- **ACTIVITY**
Copy the EV71 passage, beginning at the words "EV71 strains isolated in mainland China mainly" and stopping after "the Chinese population.". Switch "exponential growth" to "rapid growth".

- **SOURCE EXTRACT**

Since 1997, several countries within the Asian Pacific region have been affected by one or more massive outbreaks of Hand Foot and Mouth Disease (HFMD). Virus typing experiments revealed that these outbreaks were caused by strains of human enterovirus 71 (EV71) belonging to several different, recently emerged subgenogroups. In mainland China, a different situation was observed. The first outbreak, localized in Shangdong Province, was reported in 2007, and was followed by a wide-spread outbreak in mainland China in 2008. Since then, numbers of reported HFMD cases have been persistently high.
To gain insight in the epidemiological behavior of EV71 in China, we studied genetic diversity and EV71 population dynamics to address whether the increase in number of reported EV71 infections reflects a real increase in viral spread or is just the result of increased awareness and surveillance. We used systematically collected VP1 gene sequences of 257 EV71 strains collected in Guangdong province from 2008 to 2010 as part of HFMD surveillance activities, and supplemented them with 305 GenBank EV71 reference stains collected in China from 1998 to 2010. All isolates from Guangdong Province belonged to subgenogroup C4. Viral population dynamics indicated that the increased reporting of HFMD in China since 2007 reflects a real increase in viral spread and continued replacement of viral lineages through time. Amino acid sequence comparisons revealed substitution of amino acid in residues 22, 145 and 289 through time regularly with the VP1 gene of EV71 strains isolated in mainland China from 1998 to 2010.
EV71 strains isolated in mainland China mainly belonged to subgenogroup C4. There was exponential growth of the EV71 virus population in 2007 and 2008. There was amino acid substitution through time regularly with the VP1 gene which possibly increased viral spread and/or ability of the virus to circulate persistently among the Chinese population.

[Dataset items]
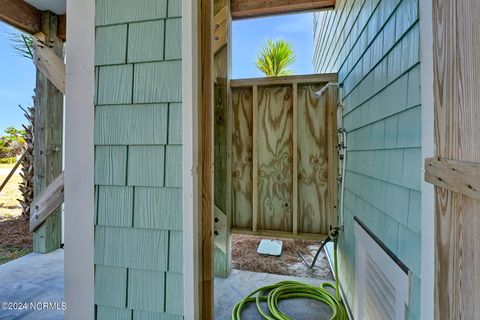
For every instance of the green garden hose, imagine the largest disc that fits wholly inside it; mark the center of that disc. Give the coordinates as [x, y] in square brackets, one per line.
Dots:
[272, 294]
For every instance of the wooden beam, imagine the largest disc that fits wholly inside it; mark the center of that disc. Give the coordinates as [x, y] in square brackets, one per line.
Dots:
[457, 176]
[27, 18]
[51, 65]
[255, 159]
[279, 234]
[206, 157]
[21, 15]
[49, 200]
[48, 139]
[295, 158]
[254, 8]
[221, 25]
[286, 80]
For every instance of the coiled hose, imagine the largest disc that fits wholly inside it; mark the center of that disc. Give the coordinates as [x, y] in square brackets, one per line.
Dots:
[272, 294]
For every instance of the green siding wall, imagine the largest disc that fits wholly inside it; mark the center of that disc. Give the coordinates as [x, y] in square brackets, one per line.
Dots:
[374, 47]
[138, 160]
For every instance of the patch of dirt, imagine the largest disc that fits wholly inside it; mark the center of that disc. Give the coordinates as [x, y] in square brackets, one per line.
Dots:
[245, 257]
[15, 238]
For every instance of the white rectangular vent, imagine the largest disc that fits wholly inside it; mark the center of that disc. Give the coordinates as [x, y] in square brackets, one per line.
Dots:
[381, 285]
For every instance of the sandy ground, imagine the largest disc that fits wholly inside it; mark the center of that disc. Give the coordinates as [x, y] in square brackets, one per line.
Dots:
[245, 257]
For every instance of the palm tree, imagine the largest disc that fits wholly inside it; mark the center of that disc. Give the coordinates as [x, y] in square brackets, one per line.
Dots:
[275, 57]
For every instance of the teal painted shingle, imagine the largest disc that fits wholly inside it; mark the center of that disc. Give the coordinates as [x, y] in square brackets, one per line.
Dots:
[109, 313]
[146, 166]
[110, 165]
[415, 211]
[146, 290]
[175, 262]
[174, 172]
[111, 44]
[110, 286]
[115, 206]
[131, 124]
[174, 287]
[173, 39]
[158, 208]
[175, 123]
[145, 41]
[174, 8]
[131, 248]
[121, 11]
[158, 82]
[115, 84]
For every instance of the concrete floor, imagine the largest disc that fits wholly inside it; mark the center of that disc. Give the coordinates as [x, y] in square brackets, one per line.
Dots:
[39, 278]
[240, 283]
[31, 279]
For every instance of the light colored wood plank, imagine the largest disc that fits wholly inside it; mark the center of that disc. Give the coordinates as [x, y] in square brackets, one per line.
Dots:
[456, 64]
[286, 80]
[295, 158]
[279, 234]
[242, 157]
[45, 203]
[275, 179]
[254, 8]
[206, 155]
[221, 29]
[50, 64]
[255, 158]
[313, 160]
[48, 139]
[21, 15]
[461, 177]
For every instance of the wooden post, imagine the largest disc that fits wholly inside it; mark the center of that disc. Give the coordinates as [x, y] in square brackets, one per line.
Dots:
[255, 159]
[48, 140]
[295, 158]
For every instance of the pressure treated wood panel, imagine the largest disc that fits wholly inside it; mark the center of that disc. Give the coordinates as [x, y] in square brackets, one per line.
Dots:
[456, 76]
[255, 8]
[313, 185]
[242, 157]
[275, 158]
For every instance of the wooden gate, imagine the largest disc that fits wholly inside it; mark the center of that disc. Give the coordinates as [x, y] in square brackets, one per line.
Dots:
[283, 156]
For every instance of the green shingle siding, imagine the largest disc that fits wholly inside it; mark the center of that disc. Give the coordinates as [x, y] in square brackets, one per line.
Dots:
[131, 124]
[110, 165]
[174, 299]
[146, 166]
[116, 84]
[115, 206]
[158, 82]
[146, 290]
[108, 313]
[121, 11]
[110, 286]
[174, 39]
[131, 248]
[145, 41]
[111, 44]
[158, 208]
[175, 123]
[374, 47]
[138, 160]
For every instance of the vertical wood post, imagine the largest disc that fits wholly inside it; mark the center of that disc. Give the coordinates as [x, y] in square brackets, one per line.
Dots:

- **OUTPUT OF THE EXERCISE**
EV71 strains isolated in mainland China mainly belonged to subgenogroup C4. There was rapid growth of the EV71 virus population in 2007 and 2008. There was amino acid substitution through time regularly with the VP1 gene which possibly increased viral spread and/or ability of the virus to circulate persistently among the Chinese population.